[Start of Attachment]

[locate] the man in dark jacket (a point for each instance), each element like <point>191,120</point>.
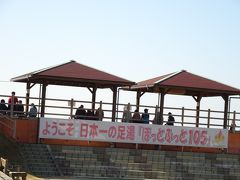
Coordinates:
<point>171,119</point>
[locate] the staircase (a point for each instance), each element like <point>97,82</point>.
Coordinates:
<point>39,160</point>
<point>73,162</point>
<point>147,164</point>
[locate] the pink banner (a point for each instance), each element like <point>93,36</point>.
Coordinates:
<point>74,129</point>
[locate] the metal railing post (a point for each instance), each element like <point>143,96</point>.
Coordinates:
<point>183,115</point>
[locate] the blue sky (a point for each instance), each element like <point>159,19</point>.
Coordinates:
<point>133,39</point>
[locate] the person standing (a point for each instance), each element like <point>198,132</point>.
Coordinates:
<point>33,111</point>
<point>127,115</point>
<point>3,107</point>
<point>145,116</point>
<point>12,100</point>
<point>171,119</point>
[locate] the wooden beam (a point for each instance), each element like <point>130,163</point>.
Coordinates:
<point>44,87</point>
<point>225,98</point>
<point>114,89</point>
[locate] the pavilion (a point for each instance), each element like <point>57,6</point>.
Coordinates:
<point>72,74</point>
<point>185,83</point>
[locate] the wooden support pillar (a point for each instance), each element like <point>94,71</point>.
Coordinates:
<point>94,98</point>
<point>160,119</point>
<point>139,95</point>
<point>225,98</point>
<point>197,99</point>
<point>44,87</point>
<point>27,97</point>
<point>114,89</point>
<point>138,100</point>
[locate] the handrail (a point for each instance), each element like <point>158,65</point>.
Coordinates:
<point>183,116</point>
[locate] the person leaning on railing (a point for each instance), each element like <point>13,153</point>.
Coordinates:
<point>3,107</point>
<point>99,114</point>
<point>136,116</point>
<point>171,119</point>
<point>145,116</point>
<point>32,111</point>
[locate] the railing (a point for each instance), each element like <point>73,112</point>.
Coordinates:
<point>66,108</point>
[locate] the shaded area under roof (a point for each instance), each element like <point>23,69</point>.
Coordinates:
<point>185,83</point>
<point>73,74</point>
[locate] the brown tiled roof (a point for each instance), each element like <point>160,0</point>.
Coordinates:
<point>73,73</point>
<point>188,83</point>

[End of Attachment]
[Start of Attachment]

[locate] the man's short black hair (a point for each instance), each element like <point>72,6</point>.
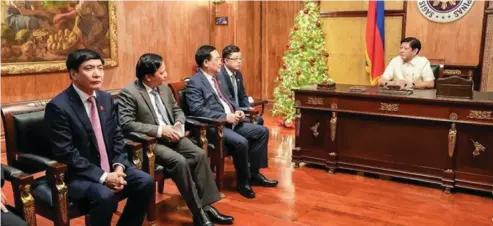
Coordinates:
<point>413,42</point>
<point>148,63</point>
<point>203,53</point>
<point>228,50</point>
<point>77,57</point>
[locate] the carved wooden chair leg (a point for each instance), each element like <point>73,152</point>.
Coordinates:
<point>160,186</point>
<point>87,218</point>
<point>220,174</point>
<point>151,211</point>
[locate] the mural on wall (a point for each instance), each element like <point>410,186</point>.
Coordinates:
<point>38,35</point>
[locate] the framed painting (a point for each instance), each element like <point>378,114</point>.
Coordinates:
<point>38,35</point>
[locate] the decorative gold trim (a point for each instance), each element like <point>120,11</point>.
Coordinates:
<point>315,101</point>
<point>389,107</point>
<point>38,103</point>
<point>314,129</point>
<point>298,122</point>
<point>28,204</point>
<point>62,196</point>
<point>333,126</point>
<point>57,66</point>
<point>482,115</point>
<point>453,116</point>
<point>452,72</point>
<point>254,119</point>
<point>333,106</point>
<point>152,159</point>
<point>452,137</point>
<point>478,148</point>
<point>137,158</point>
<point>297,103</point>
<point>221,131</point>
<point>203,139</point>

[End of Attachment]

→ **What is being asked**: When copying from the data above, begin at the line containing "[locate] the man in" and end at the line containing "[locate] the person leaning"; return those lines exactly and leave all pictures behind.

→ **Exercise solution**:
[locate] the man in dark jacket (a point for each instance), each element like <point>191,120</point>.
Coordinates:
<point>171,119</point>
[locate] the staircase (a point for each instance), each element like <point>97,82</point>.
Coordinates:
<point>39,160</point>
<point>73,162</point>
<point>147,164</point>
[locate] the pink banner (a point for each instance), each element like <point>93,36</point>.
Coordinates:
<point>74,129</point>
[locate] the metal railing post (a point for each instance), each element like <point>143,96</point>.
Coordinates:
<point>183,115</point>
[locate] the blue sky (a point for each instance), each element like <point>159,19</point>.
Coordinates:
<point>133,39</point>
[locate] the person standing (a point for each instance), each element like <point>198,132</point>.
Coordinates:
<point>33,111</point>
<point>127,115</point>
<point>3,107</point>
<point>145,116</point>
<point>12,100</point>
<point>171,119</point>
[locate] the wooden beam (a point for each instance), each element like <point>130,163</point>.
Coordinates:
<point>44,87</point>
<point>225,98</point>
<point>114,89</point>
[locate] the pavilion (a point for each instance), each element like <point>57,6</point>.
Coordinates:
<point>72,74</point>
<point>185,83</point>
[locate] the wooden support pillar (a point for each instance), each element like <point>94,71</point>.
Coordinates:
<point>94,98</point>
<point>160,119</point>
<point>139,95</point>
<point>225,98</point>
<point>197,99</point>
<point>44,87</point>
<point>27,97</point>
<point>114,89</point>
<point>138,100</point>
[locate] the handrail (a point for each instance), each element like <point>158,65</point>.
Coordinates:
<point>183,116</point>
[locate] the person leaning on railing (a point for each instance), each element like <point>13,153</point>.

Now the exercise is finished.